The attack came two years after the combined Russian armies under the command of Grand Prince of Moscow Dmitry Ivanovich (also known as "Dmitry of the Don" or "Dmitry Donskoy") defeated the Tatar general Mamai in the bloody battle of Kulikovo field near the Don River. But the new Tatar invasion proved that the union between Russian principalities was not yet so strong.
The new leader of the Golden Horde, Tokhtamysh, launched his own mission to restore suzerainty over Russia, and headed straight for Moscow. The duke of Suzdal and Nizhny Novgorod, Dmitry, sent his two sons to Tokhtamysh with gifts acknowledging his subjection to the Horde. The khan also gained cooperation from Oleg of Ryazan and crossed the Oka River approaching Moscow.
When Dmitry Donskoy recognized the lack of forces and absence of unity, he decided to leave his city. Meanwhile, Moscow was well-fortified and able to hold off the approaching enemy long enough for Dmitry to bring back reinforcements from the north.
After the Mongol army violently stormed the city gates for three days and three nights without success, Tokhtamysh took the city by deceit. He proffered peace to the inhabitants, offering to negotiate. When two Russian princes accompanying Tokhtamysh vouched for the integrity of his words, the Muscovites opened the gates to their city. Tokhtamysh's army fell upon the Muscovites, slaughtering them in the streets and robbing their homes.
When the pillaging had finished, Moscow was set on fire and reduced to ashes. "All at once its beauty perished and its glory disappeared" a chronicler wrote of Moscow after the Tatars were done with it. "Nothing was left except smoking ruins, bare earth and piles of corpses."
Having returned to his capital, Dmitry Donskoy found nearly twenty five thousand dead bodies scattered in the ruins. Almost the entire population of Moscow was killed that day and thousands more were taken as slaves. Dmitry ordered those bodies still unburied to be interred, for a fee of one ruble for every eighty corpses.

####################

[PROBLEMS TO SOLVE]:
**1.** For each statement, say yes or no according to the account of Tokhtamysh's attack on Moscow, and quote the words of the account that decide it. (a) Tokhtamysh's army broke through the city gates by force after three days and three nights. (b) The duke of Suzdal and Nizhny Novgorod sent his two sons to Tokhtamysh with gifts. (c) Dmitry Donskoy paid one ruble for every hundred corpses buried.
**2.** Resume the account of Tokhtamysh's attack on Moscow, picking up after its final sentence.
The listing that comes next has no connection to the account of Tokhtamysh's attack on Moscow.

[A block of data]
####################

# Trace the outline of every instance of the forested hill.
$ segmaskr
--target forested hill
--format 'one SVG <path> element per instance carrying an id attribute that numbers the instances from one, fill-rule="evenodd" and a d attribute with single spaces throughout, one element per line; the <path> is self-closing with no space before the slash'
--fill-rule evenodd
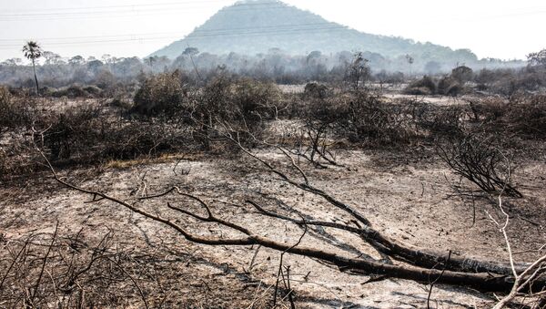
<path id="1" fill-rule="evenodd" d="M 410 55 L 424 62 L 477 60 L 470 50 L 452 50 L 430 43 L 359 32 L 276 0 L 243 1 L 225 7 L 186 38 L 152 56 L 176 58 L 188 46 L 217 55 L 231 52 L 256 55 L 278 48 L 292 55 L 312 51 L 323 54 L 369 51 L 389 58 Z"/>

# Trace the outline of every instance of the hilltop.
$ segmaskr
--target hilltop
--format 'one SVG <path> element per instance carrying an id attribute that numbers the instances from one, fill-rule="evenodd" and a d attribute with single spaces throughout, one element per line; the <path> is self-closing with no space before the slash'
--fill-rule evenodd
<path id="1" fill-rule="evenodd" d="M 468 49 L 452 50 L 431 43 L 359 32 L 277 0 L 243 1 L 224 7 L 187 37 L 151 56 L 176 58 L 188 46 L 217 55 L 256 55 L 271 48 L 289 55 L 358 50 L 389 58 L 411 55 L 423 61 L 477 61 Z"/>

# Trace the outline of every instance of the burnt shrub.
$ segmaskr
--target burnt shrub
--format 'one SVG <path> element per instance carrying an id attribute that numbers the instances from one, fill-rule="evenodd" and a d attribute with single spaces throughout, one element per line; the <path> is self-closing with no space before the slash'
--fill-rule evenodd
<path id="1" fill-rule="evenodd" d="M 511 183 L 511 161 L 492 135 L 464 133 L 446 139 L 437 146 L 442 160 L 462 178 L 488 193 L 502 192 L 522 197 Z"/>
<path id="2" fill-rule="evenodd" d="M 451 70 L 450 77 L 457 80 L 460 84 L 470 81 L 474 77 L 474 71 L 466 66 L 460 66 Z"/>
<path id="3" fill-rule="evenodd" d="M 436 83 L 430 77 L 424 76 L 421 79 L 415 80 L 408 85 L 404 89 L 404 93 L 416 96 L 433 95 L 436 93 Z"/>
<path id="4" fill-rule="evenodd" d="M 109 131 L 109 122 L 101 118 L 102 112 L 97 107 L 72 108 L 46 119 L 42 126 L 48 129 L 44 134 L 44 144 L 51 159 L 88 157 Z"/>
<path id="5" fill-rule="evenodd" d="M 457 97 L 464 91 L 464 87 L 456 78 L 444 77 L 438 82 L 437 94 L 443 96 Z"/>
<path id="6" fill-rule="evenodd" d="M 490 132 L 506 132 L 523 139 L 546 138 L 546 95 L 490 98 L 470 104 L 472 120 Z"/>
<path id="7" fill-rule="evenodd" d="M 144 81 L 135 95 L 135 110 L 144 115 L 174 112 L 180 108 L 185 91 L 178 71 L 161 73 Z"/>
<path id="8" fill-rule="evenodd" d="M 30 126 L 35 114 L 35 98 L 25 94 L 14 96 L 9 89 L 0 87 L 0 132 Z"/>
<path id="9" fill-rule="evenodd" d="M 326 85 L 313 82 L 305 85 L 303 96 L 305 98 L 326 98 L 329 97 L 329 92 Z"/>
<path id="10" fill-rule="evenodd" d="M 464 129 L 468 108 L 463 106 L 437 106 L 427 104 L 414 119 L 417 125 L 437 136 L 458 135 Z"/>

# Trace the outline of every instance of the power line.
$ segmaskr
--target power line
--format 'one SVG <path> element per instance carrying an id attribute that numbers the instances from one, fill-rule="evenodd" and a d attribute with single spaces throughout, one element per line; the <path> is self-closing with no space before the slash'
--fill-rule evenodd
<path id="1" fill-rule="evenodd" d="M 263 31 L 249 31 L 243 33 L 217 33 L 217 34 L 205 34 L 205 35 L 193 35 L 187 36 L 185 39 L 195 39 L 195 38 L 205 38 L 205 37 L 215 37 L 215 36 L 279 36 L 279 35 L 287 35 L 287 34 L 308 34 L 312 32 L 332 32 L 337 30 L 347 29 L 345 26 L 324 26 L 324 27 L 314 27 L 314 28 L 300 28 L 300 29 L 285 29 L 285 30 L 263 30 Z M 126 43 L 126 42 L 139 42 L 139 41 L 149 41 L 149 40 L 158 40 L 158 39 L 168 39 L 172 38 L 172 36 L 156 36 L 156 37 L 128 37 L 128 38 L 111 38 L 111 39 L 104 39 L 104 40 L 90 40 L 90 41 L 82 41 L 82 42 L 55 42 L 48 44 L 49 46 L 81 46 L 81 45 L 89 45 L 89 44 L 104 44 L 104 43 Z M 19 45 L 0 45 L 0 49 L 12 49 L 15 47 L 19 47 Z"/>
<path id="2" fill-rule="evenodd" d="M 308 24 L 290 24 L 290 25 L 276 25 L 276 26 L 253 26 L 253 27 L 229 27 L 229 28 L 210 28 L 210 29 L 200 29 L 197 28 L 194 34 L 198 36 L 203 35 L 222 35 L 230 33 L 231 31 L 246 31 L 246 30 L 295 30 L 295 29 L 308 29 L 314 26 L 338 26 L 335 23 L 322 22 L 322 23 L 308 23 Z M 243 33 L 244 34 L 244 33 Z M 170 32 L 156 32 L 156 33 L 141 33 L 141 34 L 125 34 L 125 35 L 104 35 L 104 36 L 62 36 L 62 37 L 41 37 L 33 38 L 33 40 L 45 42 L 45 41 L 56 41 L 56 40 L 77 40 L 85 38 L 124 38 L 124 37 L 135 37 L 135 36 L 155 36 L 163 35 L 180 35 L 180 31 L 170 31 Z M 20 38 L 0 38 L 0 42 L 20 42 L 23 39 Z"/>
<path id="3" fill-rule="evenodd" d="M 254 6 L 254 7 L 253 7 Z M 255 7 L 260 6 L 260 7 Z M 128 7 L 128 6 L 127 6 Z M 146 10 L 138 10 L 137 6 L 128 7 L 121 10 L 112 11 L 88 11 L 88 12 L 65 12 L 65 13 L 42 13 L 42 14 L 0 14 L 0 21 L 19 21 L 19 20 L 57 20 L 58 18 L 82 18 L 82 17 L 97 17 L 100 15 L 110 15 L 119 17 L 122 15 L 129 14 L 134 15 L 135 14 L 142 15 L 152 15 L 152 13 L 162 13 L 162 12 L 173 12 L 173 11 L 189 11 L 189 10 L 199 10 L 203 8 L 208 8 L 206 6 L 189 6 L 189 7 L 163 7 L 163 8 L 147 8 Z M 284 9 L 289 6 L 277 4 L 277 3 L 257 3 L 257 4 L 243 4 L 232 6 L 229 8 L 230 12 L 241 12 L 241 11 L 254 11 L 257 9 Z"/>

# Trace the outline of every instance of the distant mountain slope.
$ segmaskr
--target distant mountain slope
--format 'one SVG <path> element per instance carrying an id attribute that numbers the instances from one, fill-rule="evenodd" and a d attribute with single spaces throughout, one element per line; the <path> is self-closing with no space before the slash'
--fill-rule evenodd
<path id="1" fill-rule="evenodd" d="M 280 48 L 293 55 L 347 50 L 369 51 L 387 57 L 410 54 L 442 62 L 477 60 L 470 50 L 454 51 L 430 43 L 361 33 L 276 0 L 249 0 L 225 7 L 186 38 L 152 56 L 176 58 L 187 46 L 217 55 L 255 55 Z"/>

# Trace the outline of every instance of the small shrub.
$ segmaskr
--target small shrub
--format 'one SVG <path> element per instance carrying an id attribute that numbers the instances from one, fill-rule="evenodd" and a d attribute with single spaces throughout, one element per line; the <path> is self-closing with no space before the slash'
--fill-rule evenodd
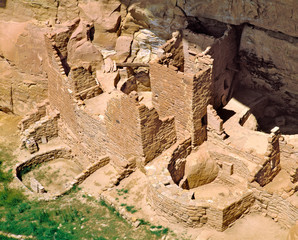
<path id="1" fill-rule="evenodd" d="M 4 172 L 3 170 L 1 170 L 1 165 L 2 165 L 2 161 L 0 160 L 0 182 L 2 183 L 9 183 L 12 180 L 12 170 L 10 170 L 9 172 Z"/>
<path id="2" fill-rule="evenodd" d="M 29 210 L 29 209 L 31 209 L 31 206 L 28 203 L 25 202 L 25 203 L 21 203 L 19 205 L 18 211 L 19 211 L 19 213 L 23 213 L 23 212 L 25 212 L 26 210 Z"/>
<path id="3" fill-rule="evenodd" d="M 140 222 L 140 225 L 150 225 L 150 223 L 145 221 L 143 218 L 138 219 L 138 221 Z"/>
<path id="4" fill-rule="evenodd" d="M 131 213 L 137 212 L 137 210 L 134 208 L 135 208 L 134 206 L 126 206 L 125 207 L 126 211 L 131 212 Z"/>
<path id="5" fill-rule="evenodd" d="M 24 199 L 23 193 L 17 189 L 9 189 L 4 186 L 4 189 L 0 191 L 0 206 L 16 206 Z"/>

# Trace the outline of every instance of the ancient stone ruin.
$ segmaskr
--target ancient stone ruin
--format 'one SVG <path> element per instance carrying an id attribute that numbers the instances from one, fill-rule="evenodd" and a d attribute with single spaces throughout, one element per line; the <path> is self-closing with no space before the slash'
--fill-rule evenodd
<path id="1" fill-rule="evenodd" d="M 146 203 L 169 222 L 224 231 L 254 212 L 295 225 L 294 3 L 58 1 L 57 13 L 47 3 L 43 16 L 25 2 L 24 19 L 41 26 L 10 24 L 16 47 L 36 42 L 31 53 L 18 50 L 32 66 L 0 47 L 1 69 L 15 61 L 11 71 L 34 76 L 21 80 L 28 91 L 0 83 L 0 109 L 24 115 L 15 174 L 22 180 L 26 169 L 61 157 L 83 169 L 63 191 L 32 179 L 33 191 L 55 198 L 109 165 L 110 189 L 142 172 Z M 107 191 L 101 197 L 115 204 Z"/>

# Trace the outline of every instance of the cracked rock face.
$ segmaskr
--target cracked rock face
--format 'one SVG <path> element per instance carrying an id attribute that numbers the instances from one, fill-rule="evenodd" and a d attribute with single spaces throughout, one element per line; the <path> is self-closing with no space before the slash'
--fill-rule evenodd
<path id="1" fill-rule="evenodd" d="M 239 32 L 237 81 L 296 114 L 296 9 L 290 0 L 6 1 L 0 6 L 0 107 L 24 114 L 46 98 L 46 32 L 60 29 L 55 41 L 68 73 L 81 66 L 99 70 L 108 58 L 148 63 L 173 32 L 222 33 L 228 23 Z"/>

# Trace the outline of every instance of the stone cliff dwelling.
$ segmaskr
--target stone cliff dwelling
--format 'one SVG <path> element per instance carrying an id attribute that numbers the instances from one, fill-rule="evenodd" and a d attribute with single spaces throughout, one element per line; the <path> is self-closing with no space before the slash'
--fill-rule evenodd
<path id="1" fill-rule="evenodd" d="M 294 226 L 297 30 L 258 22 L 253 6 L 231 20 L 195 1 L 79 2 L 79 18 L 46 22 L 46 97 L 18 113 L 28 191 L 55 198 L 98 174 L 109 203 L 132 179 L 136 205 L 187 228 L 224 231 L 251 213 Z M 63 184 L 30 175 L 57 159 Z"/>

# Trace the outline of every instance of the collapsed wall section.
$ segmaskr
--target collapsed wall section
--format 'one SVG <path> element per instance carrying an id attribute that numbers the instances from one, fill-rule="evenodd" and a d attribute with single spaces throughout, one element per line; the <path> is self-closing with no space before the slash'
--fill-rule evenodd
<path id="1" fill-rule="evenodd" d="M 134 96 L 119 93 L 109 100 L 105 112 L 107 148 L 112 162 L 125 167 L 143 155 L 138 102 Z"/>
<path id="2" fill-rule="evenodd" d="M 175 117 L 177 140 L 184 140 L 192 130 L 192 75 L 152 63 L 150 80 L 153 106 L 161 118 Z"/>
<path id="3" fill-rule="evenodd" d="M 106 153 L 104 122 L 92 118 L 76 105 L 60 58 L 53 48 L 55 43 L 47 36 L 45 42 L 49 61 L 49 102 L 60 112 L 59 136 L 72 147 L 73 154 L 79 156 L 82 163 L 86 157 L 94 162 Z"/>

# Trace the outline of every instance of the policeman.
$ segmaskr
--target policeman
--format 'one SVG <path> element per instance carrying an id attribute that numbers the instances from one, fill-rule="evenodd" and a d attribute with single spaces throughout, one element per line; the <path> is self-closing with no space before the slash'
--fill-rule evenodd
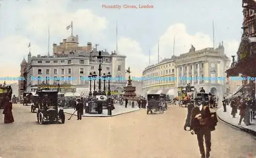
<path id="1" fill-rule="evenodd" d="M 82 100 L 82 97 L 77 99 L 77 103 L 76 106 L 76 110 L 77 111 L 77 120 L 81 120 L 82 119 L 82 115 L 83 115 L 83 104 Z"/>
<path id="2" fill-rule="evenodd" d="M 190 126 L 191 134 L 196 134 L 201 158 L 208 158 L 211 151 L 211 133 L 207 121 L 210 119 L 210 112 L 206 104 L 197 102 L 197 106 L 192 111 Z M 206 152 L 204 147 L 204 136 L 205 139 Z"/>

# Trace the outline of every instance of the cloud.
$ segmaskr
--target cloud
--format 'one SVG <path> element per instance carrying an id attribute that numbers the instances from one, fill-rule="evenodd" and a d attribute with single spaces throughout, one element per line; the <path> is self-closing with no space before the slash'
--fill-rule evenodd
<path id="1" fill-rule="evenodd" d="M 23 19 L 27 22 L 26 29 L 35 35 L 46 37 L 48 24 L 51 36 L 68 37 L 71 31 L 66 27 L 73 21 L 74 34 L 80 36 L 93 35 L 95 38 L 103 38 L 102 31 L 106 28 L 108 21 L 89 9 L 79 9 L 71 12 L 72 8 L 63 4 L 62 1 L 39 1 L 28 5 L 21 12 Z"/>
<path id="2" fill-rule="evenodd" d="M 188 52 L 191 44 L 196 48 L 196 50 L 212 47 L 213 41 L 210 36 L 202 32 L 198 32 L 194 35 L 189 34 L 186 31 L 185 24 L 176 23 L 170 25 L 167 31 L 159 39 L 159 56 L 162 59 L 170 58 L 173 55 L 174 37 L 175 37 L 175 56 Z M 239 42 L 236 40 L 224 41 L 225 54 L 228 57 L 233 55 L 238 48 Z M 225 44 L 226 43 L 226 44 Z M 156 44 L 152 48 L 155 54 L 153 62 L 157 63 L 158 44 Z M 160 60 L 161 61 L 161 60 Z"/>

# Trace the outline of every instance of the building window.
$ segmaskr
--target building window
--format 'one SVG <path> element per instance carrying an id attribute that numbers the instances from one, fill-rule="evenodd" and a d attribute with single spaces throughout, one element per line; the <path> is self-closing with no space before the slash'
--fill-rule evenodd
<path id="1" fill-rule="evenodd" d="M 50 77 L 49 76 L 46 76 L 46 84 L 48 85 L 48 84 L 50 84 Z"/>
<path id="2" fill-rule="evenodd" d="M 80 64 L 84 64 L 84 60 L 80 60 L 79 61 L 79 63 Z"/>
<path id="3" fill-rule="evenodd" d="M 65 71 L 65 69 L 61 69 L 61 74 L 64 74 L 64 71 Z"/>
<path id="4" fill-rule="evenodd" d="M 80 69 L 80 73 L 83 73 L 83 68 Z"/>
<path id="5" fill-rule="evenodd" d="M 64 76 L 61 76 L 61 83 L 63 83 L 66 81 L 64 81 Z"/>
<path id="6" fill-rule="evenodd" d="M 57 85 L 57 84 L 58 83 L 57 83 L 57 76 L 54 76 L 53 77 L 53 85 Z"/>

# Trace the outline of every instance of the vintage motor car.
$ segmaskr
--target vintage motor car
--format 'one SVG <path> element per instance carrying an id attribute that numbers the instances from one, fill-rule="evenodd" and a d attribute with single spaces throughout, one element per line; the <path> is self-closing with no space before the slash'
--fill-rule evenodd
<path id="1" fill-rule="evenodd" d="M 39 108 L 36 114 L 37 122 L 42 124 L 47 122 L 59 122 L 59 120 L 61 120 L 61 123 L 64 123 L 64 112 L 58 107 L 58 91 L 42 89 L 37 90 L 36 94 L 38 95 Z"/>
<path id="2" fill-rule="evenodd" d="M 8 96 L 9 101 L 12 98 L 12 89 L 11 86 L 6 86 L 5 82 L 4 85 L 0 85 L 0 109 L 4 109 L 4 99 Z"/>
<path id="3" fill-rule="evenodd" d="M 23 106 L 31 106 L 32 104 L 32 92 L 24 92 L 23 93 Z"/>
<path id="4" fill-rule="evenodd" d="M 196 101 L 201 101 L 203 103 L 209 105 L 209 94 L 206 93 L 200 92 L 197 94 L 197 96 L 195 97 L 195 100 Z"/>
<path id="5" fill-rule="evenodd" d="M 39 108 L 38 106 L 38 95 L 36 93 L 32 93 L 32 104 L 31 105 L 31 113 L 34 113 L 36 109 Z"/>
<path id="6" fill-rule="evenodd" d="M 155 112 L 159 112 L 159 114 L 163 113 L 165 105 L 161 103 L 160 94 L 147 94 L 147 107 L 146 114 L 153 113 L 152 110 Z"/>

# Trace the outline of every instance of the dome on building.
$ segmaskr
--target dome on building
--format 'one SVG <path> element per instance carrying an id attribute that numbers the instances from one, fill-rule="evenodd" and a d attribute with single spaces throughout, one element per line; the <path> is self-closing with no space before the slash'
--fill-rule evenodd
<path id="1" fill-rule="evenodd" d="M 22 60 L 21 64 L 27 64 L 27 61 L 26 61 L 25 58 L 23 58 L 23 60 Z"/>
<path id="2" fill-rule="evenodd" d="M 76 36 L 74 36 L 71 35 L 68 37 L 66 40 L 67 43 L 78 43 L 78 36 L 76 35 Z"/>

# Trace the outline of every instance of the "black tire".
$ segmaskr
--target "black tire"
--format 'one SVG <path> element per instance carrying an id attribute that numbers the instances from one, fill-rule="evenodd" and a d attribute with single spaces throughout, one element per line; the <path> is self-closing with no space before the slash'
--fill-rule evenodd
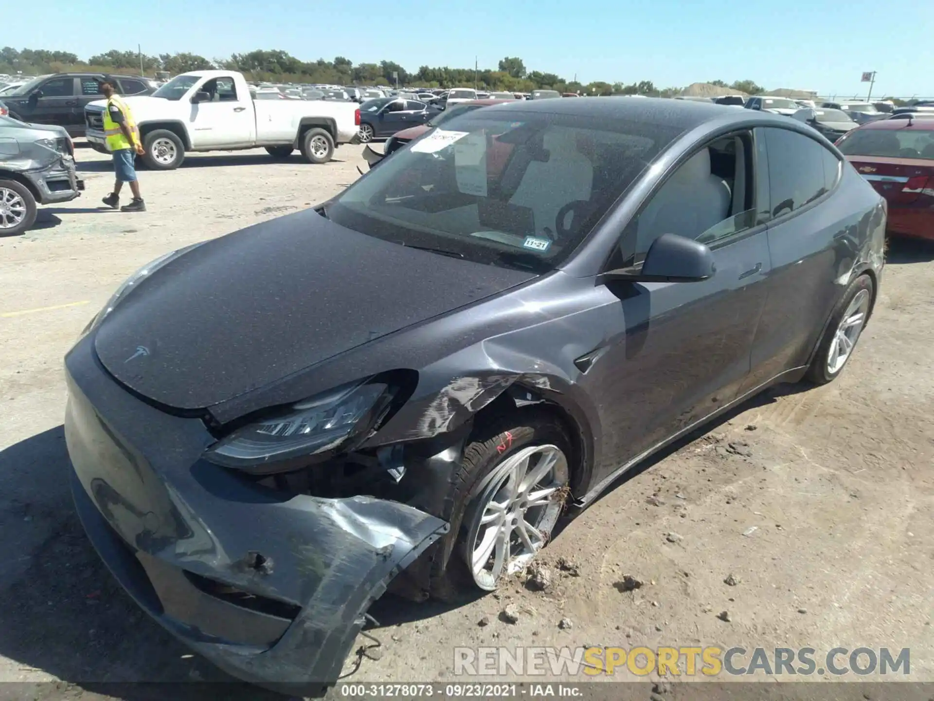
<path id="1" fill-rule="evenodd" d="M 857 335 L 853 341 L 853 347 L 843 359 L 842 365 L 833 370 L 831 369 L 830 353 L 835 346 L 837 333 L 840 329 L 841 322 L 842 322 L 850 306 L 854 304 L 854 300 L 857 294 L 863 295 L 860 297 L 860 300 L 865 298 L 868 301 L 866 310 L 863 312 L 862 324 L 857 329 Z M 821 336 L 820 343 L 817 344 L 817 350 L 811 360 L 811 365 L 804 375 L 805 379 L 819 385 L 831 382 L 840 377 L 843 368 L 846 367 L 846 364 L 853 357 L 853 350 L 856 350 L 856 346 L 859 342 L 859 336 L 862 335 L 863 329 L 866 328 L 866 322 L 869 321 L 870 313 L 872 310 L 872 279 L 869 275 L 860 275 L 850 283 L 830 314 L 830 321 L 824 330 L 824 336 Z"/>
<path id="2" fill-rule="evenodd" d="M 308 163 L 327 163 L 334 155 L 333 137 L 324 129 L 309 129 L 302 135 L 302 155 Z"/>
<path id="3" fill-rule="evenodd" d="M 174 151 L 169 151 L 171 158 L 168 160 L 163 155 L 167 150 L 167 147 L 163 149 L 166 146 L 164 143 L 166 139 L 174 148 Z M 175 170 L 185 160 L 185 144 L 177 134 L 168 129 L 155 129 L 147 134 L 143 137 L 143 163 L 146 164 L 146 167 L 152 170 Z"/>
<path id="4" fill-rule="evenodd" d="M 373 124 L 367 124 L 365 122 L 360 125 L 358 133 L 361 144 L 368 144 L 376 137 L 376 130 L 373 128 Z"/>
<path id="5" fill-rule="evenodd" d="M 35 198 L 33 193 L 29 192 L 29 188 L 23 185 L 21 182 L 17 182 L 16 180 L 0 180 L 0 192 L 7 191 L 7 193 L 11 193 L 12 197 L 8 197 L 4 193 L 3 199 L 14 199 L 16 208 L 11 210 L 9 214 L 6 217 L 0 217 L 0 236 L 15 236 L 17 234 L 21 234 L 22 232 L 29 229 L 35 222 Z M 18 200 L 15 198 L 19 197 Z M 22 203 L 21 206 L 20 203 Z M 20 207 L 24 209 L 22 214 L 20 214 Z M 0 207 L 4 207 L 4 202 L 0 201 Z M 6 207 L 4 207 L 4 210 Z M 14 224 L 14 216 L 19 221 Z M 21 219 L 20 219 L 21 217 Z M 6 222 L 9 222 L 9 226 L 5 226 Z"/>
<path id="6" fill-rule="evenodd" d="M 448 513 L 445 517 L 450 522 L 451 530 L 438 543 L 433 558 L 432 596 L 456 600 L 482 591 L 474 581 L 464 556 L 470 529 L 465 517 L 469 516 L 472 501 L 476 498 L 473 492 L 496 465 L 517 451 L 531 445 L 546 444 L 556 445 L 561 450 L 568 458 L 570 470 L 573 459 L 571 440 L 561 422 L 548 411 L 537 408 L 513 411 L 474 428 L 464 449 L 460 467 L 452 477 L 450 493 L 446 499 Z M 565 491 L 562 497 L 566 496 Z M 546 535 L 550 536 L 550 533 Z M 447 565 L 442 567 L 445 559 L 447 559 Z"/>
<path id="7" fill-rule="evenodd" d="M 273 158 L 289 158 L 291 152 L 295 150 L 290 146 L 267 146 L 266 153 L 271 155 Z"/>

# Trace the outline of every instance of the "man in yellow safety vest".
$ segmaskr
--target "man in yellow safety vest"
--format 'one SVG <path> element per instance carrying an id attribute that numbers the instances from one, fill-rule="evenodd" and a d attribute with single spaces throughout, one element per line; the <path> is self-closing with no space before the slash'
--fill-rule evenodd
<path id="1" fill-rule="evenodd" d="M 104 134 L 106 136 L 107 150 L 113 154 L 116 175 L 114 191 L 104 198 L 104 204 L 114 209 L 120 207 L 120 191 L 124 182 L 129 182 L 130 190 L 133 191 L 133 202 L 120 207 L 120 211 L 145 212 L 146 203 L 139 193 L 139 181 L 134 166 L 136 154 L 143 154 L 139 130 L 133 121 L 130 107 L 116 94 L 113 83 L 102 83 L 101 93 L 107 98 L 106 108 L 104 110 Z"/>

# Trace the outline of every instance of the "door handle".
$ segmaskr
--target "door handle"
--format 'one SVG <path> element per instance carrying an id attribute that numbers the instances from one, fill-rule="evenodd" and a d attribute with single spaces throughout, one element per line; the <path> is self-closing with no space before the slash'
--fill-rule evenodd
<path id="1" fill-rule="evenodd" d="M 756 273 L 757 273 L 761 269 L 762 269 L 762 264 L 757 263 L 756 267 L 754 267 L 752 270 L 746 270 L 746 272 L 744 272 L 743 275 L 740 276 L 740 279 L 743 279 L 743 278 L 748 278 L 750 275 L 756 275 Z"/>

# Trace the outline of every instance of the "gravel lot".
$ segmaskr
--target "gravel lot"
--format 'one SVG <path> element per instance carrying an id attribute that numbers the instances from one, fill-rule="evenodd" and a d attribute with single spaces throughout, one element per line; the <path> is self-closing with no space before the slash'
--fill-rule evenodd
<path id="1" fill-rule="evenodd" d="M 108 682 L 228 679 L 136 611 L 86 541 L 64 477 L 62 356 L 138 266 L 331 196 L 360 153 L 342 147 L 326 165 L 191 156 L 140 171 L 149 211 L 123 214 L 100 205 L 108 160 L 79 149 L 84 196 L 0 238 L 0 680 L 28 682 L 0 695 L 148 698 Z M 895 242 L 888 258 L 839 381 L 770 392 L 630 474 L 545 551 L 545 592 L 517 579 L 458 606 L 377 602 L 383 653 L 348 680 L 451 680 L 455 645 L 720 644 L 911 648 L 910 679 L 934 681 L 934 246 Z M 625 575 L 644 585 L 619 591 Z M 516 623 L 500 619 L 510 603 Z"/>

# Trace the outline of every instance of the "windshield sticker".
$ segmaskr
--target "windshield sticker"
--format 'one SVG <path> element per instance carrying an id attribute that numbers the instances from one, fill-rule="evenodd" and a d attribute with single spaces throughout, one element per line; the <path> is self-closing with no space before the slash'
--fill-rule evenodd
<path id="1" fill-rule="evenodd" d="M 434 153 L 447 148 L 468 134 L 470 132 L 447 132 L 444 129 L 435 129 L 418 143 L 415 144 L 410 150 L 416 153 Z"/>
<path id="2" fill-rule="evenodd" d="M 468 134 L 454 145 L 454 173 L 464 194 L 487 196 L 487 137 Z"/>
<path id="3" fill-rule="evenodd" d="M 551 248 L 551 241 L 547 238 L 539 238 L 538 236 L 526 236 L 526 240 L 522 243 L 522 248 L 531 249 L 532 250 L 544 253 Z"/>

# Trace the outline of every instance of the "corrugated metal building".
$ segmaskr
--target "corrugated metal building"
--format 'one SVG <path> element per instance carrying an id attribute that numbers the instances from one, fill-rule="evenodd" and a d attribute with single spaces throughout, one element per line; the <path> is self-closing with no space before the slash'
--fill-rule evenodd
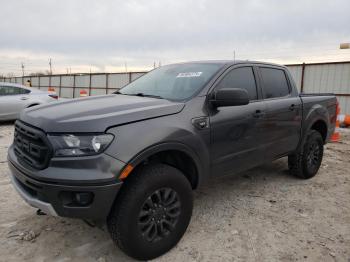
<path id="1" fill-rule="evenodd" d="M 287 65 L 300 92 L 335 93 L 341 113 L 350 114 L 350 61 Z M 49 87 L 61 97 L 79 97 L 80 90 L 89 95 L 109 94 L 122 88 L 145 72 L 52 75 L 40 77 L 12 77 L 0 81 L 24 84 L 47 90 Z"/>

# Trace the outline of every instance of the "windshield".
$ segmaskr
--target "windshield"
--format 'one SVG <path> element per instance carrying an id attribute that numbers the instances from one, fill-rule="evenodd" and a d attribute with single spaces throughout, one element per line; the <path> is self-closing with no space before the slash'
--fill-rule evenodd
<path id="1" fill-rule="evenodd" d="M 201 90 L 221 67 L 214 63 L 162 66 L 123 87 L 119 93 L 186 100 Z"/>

####################

[ANSWER LIST]:
**1.**
(a) No: "After the Mongol army violently stormed the city gates for three days and three nights without success, Tokhtamysh took the city by deceit."
(b) Yes: "The duke of Suzdal and Nizhny Novgorod, Dmitry, sent his two sons to Tokhtamysh with gifts acknowledging his subjection to the Horde."
(c) No: "for a fee of one ruble for every eighty corpses."

**2.**
Having captured an important political and army center of Russia, Tokhtamysh directed his army towards Pereyaslavl, Vladimir, Yurev, Zvenigorod and other cities near Moscow. Russia's dukes were shortly all paying tribute to the Golden Horde's new ruler. Unable to unite his allies of the Kulikovo campaign behind him again, Dmitry Donskoy submitted as well. Moscow remained part of the Mongol Tatar Empire of the Golden Horde until 1480, and was nominally expected to pay tribute to the Tatar rulers all this time.
Tokhtamysh appears in history in 1376, trying to overthrow his uncle Urus Khan, ruler of the White Horde, and fleeing to the great Timur. Tokhtamysh outlived Urus and both his sons and forcefully ascended the throne of the White Horde in 1378 with Timur's backing.
Timur (Persian: Timūr, Chagatai: Temür "iron", Turkish: Demir "iron"; 8 April 1336 – 18 February 1405), historically known as Tamerlanein (from Persian: , Timūr-e Lang, "Timur the Lame"), was a Turkic  conqueror of West, South and Central Asia, and the founder of the Timurid dynasty (1370–1405) in Central Asia, and great-great-grandfather of Babur, the founder of the Mughal Dynasty, which survived as the Mughal Empire in India until 1857.      Timurlane was also the grandfather of the "Great Ruler" of Central Asia Ulugh Beg, who was an astronomy and mathematics genius. He was responsible for building one of the greatest observatories in the Islamic world. As well as building the Ulugh Beg Madrasah in Samarkand and Bukhara, transforming the cities into a world cultural center of learning in Central Asia.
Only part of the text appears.